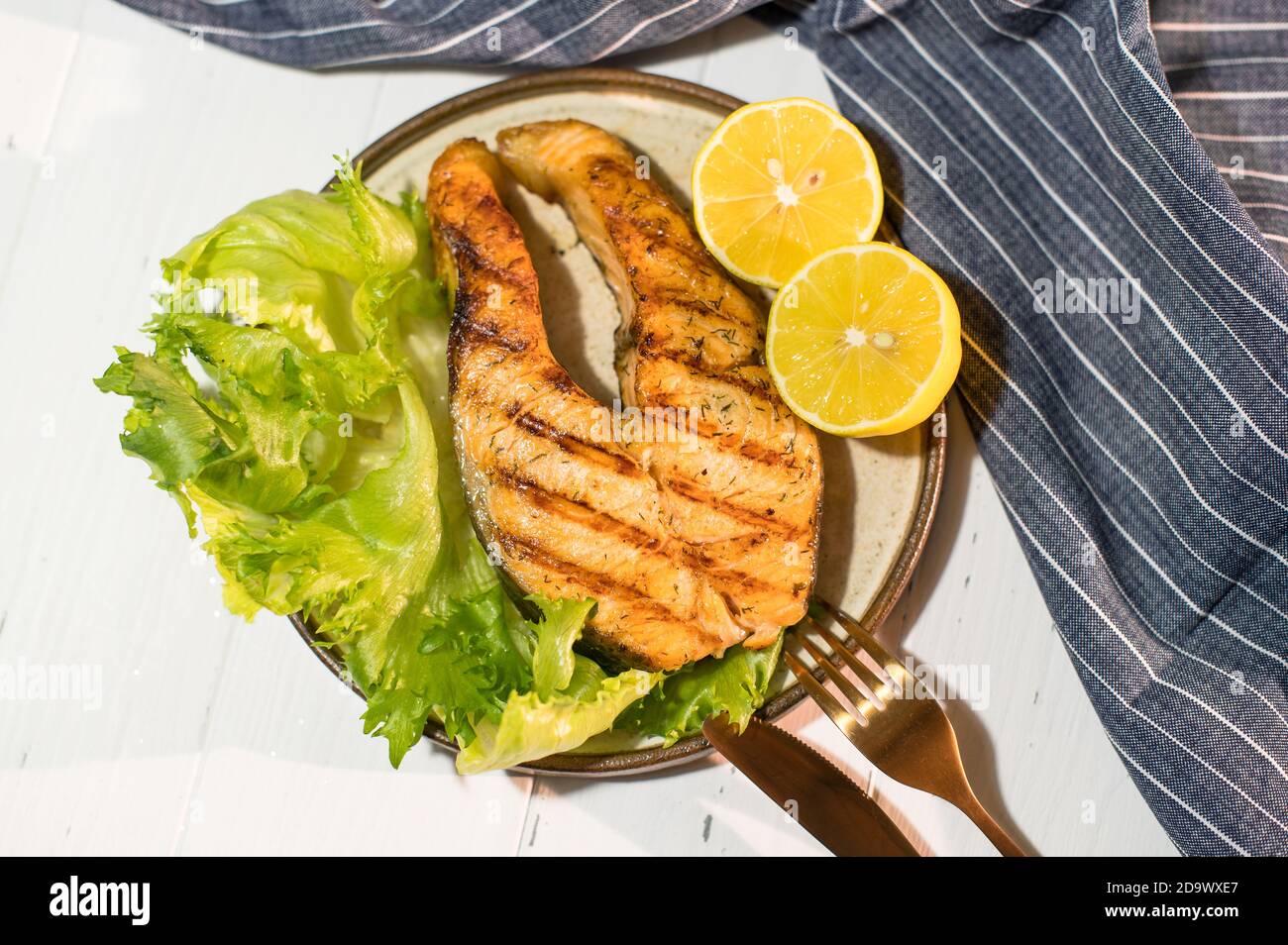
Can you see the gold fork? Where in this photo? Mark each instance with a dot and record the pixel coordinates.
(896, 721)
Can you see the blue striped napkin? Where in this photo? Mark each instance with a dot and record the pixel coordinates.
(1109, 202)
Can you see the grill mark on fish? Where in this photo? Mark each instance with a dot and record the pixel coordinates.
(593, 580)
(720, 437)
(572, 445)
(697, 492)
(559, 503)
(522, 424)
(683, 314)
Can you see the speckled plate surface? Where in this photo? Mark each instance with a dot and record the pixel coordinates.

## Work instructions
Convert the entries above into a numbered list, omitting any blank lines and excluding the pictures.

## Solution
1. Can you see the gold fork? Where in this photo? Mark each instance with a dot and record the pixel coordinates.
2. (896, 721)
3. Can you see the blue striped napkin? Where in this photo? Mark each instance with a dot and record the pixel coordinates.
4. (1109, 202)
5. Can you see the grill mark on fish? Where in this photo? Mark each instance with a dot and record the pixel coordinates.
6. (593, 580)
7. (720, 437)
8. (572, 445)
9. (697, 492)
10. (559, 503)
11. (522, 424)
12. (683, 314)
13. Can you see the speckled plate surface? Where in this photo? Mark each instance with a dot and record the pixel coordinates.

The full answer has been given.